Утром 5 марта Прокофьев попросил своего водителя — править машиной он перестал из-за хаоса, творившегося на московских улицах, ещё до войны — отвезти его на прогулку к скверу возле кинотеатра «Ударник» (там, где они с Мирой часто бывали, скрываясь от досужих глаз, в самом начале их романа); а заодно предложил довезти до поликлиники своего лечащего врача Евгению Теппер, жившую в том же, что и он, доме. Теппер, взглянув на Прокофьева опытным глазом, не заметила ничего тревожного в его состоянии. Поехали. По возвращении с прогулки у «Ударника» композитор написал письмо в Музфонд с просьбой перебелить новую редакцию Пятой сонаты.
Днём к Прокофьеву на несколько минут по дороге на репетицию заглянул Леонид Лавровский, чтобы обсудить детали дуэта Катерины и Данилы (пятый номер балета). Прокофьев также ждал концертмейстера Стучевского, за несколько лет до того «учившего» его, как импровизировать на кабацкие темы. Смирившись с неизбежным злом чужого вмешательства, Прокофьев хотел только одного: увидеть, наконец, свой балет на сцене. Перед приходом концертмейстера Мира, как было у них заведено, читала вслух: на этот раз воспоминания Аксакова и Стороженко о Гоголе. После ухода Стучевского она разбирала бумаги и вырезки, готовя очередную папку к сдаче в Центральный архив литературы и искусства. Прокофьев был рядом — беседовал, иногда улыбался. Потом удалился отдохнуть к себе в комнату.
Около восьми вечера он вышел оттуда, шатаясь, с признаками сильнейших мозговых спазмов: головокружением, болью, тошнотой, ознобом. Мира срочно вызвала врачей, сыновей Прокофьева Святослава и Олега, сестру Мясковского Валентину Яковлевну. Прокофьев в полном сознании лежал на кушетке, огорчаясь тем, виновником какого переполоха он оказался. «Если бы он жаловался, мне было бы легче», — вспоминала потом Мира. Приехавшая из поликлиники Теппер обнаружила очень высокое давление, пустила Прокофьеву кровь… Около девяти ему стало уже совсем плохо, но композитор по-прежнему оставался в полном сознании.
Успешно проведя первую репетицию дуэта Катерины и Данилы, Лавровский позвонил Прокофьеву, сказавшему за несколько часов до того, что с нетерпением будет ждать результата: «С трудом узнал я голос Миры Александровны, сообщившей мне, что Сергей Сергеевич скончался…»

_ _ _ _ _ _ _

**Вопросы к тексту**
1/ Перепишите слово в слово часть отрывка о последнем дне Прокофьева: начните со слов "Днём к Прокофьеву", остановитесь после слов "себе в комнату.".
2/ Что читала вслух Мира перед приходом концертмейстера, согласно отрывку о последнем дне Прокофьева?
3/ Пожалуйста, допишите отрывок о последнем дне Прокофьева, продолжив его сразу после последнего предложения.

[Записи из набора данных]
_ _ _ _ _ _ _

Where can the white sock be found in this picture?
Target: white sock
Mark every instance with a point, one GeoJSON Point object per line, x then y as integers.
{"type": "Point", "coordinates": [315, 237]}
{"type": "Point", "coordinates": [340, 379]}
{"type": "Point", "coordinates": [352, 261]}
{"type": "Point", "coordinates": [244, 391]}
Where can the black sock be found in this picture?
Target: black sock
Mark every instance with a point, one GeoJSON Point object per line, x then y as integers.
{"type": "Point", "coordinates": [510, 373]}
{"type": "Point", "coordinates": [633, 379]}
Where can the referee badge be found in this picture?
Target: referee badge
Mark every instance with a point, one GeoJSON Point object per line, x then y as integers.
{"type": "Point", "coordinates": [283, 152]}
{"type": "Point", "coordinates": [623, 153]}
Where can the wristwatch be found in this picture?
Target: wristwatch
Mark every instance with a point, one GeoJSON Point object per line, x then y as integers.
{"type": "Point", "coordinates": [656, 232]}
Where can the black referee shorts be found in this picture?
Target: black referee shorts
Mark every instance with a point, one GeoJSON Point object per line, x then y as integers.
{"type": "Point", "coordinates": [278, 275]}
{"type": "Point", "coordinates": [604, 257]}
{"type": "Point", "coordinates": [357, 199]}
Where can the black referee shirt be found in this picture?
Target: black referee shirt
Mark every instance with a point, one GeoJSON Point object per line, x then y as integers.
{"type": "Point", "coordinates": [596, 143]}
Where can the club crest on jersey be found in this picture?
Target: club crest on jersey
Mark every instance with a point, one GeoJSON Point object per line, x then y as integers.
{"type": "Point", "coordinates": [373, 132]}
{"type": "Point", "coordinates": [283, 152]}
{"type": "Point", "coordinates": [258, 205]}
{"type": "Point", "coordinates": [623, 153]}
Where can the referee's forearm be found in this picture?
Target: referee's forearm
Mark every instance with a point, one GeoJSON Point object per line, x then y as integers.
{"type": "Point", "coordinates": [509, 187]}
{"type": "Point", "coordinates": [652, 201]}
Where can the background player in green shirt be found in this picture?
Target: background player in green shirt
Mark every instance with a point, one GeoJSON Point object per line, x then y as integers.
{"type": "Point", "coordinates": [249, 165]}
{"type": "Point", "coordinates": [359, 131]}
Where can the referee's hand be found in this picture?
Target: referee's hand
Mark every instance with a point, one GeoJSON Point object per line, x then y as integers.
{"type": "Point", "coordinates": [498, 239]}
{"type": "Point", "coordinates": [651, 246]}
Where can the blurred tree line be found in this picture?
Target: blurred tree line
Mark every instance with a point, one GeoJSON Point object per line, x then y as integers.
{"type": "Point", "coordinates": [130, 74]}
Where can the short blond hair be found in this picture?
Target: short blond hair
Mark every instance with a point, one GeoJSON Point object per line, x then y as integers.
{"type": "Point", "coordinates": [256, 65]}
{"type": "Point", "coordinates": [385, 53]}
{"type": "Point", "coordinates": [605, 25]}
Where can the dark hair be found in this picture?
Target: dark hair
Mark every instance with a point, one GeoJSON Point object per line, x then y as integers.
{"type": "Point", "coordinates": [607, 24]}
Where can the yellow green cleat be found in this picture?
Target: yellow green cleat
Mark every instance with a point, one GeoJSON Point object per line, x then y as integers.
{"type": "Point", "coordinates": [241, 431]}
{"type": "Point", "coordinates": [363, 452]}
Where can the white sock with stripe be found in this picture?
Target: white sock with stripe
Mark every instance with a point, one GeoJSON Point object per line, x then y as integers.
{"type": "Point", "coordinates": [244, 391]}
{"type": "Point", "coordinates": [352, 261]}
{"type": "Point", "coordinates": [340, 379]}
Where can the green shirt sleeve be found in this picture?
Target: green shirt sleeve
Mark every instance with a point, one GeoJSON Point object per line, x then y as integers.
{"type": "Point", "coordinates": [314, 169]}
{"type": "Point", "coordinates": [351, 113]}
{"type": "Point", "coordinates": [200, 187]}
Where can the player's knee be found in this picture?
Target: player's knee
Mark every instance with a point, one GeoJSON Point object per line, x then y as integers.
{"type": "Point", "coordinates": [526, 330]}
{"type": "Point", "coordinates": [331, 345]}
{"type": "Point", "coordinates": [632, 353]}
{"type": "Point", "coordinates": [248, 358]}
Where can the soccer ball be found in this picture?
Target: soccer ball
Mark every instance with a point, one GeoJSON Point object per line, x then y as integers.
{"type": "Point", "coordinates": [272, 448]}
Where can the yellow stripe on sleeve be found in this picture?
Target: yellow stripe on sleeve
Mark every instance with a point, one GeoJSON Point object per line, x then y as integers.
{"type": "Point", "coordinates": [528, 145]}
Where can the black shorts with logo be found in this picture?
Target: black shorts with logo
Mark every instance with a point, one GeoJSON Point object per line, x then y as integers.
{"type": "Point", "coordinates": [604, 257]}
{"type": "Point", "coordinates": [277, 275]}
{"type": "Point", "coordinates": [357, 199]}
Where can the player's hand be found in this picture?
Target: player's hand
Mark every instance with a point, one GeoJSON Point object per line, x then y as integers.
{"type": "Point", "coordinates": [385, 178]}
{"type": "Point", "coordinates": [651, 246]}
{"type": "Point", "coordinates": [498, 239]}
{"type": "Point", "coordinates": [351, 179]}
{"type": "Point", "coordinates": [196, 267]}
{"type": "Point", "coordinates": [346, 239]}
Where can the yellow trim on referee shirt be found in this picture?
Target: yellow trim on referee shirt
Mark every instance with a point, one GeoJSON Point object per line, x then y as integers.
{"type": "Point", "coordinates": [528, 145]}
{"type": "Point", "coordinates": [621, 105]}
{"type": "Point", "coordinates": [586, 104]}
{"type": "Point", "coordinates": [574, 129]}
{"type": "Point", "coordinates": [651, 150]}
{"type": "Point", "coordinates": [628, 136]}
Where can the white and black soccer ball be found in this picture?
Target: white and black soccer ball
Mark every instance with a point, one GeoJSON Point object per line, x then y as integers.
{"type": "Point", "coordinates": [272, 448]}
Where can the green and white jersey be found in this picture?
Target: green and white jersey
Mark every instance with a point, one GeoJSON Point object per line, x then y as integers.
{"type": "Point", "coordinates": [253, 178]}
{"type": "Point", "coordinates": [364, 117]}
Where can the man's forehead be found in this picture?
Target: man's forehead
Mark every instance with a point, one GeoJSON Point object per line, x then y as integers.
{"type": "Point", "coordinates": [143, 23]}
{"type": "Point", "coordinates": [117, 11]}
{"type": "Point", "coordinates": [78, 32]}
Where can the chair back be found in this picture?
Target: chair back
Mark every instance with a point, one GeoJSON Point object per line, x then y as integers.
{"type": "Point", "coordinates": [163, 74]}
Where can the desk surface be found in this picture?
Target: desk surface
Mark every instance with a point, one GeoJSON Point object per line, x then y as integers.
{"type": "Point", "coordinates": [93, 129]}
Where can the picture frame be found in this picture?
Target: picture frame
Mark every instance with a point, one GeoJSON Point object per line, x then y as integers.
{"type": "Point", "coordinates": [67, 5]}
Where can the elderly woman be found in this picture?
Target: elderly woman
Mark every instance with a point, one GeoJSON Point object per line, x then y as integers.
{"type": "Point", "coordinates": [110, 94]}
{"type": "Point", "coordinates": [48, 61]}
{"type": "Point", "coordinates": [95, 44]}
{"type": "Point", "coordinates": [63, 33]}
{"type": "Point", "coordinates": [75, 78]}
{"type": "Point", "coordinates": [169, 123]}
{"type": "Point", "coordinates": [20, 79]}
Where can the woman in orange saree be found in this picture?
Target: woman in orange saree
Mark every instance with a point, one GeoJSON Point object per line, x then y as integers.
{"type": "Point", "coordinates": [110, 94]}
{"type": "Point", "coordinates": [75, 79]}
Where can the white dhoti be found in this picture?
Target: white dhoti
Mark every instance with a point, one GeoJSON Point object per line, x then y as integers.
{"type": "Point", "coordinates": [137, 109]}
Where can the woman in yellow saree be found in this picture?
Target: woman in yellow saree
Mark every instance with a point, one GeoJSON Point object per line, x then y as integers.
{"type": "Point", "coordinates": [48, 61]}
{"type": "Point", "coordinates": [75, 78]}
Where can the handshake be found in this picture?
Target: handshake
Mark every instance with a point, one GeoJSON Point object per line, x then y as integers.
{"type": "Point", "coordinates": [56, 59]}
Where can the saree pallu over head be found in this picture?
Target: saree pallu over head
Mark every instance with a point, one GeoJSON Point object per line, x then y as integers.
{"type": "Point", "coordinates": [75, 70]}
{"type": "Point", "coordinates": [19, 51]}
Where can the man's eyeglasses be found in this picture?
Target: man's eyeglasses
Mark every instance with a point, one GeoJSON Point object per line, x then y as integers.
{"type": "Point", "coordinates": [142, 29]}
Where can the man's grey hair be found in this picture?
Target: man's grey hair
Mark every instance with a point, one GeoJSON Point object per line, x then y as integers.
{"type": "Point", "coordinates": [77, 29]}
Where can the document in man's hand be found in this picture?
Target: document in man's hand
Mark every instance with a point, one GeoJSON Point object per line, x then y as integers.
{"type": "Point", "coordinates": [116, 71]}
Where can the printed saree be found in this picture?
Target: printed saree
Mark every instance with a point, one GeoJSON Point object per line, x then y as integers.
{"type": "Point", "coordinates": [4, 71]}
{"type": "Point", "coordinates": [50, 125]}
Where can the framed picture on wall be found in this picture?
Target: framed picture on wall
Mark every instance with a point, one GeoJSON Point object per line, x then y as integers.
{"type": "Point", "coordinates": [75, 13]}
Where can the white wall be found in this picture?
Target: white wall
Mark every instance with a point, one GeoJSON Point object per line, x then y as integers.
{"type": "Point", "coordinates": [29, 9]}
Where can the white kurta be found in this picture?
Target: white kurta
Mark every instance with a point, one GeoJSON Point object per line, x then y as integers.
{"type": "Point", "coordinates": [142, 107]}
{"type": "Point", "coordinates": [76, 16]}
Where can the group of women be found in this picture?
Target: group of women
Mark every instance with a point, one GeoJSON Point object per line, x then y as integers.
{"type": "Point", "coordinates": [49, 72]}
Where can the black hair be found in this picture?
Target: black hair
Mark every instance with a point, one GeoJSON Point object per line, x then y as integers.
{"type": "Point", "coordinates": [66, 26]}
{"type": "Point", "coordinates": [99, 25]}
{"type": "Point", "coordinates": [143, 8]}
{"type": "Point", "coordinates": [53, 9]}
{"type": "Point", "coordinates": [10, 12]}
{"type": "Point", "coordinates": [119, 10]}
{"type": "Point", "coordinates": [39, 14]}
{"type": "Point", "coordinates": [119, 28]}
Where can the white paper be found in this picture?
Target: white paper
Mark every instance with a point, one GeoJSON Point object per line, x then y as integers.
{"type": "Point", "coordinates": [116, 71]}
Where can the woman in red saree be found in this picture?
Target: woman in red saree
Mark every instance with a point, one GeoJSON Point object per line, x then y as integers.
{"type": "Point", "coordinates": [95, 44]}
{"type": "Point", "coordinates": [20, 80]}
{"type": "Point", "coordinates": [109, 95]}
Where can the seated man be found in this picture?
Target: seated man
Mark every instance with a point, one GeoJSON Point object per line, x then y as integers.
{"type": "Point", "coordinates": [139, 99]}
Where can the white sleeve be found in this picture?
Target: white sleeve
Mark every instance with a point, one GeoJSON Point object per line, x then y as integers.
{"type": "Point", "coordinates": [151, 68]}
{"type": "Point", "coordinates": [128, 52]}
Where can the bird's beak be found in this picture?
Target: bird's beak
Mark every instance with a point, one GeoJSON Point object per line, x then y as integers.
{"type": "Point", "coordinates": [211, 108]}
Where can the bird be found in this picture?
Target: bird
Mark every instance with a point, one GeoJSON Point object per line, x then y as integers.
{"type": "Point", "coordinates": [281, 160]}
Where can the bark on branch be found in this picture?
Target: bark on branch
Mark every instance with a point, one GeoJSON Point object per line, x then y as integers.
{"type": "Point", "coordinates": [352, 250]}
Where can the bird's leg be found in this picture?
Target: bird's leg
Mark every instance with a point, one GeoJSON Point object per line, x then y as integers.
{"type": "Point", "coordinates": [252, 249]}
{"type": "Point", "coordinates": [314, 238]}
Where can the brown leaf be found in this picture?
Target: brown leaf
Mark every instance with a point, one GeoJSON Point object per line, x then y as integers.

_ _ _ _ _ _ _

**Ключ к ответам**
1/
Днём к Прокофьеву на несколько минут по дороге на репетицию заглянул Леонид Лавровский, чтобы обсудить детали дуэта Катерины и Данилы (пятый номер балета). Прокофьев также ждал концертмейстера Стучевского, за несколько лет до того «учившего» его, как импровизировать на кабацкие темы. Смирившись с неизбежным злом чужого вмешательства, Прокофьев хотел только одного: увидеть, наконец, свой балет на сцене. Перед приходом концертмейстера Мира, как было у них заведено, читала вслух: на этот раз воспоминания Аксакова и Стороженко о Гоголе. После ухода Стучевского она разбирала бумаги и вырезки, готовя очередную папку к сдаче в Центральный архив литературы и искусства. Прокофьев был рядом — беседовал, иногда улыбался. Потом удалился отдохнуть к себе в комнату.

2/ Воспоминания Аксакова и Стороженко о Гоголе.

3/
Весть о случившемся разнеслась по городу. Именно в этот день было объявлено и о смерти Сталина. Тот, кто свёл в могилу ближайших друзей Прокофьева и миллионы его соотечественников, тщанием чьих «следователей» была посажена в лагерь мать его детей, а их общая квартира разгромлена, лежал теперь бездыханный по соседству — в Колонном зале бывшего Дворянского собрания, и десятки тысяч брели нескончаемой толпой поклониться его телу. Пробившись с трудом сквозь кордон милиции и сквозь заблокированную грузовиками улицу Огарёва (ныне — Газетный переулок) к Центральному телеграфу, три студента консерватории пианист Лазарь Берман (который потом запишет всю основную фортепианную музыку Прокофьева), дирижёр Геннадий Рождественский (который станет первым исполнителем многих оставшихся в рукописи сочинений Прокофьева) и Карэн Хачатурян пришли в квартиру на проезде Художественного театра. Кроме Миры и её отца там уже не было никого. Прокофьев лежал, освещённый «странным», как показалось Рождественскому, торшером. Пришедшие изумлённо оглянулись: маленькая, предельно скромная комната, пианино вместо концертного рояля, шифоньер с американскими записями музыки композитора… Если бы они знали, что квартира оставалась коммунальной и даже с удобствами случались проблемы!
И хотя советские радио и газеты хранили упорное молчание о кончине Прокофьева — всё время и место были отведены трауру по почившему вождю, — коллеги, друзья и близкие, даже те, кто находился далеко от Москвы, узнали о произошедшем моментально. Святослав Рихтер, вызванный на похороны Сталина, летел транспортным самолётом, набитым погребальными венками, из Тбилиси в столицу. Из-за начавшегося обильного снегопада рейс сделал посадку в аэропорту Сухуми. Здесь Рихтеру рассказали о смерти Прокофьева.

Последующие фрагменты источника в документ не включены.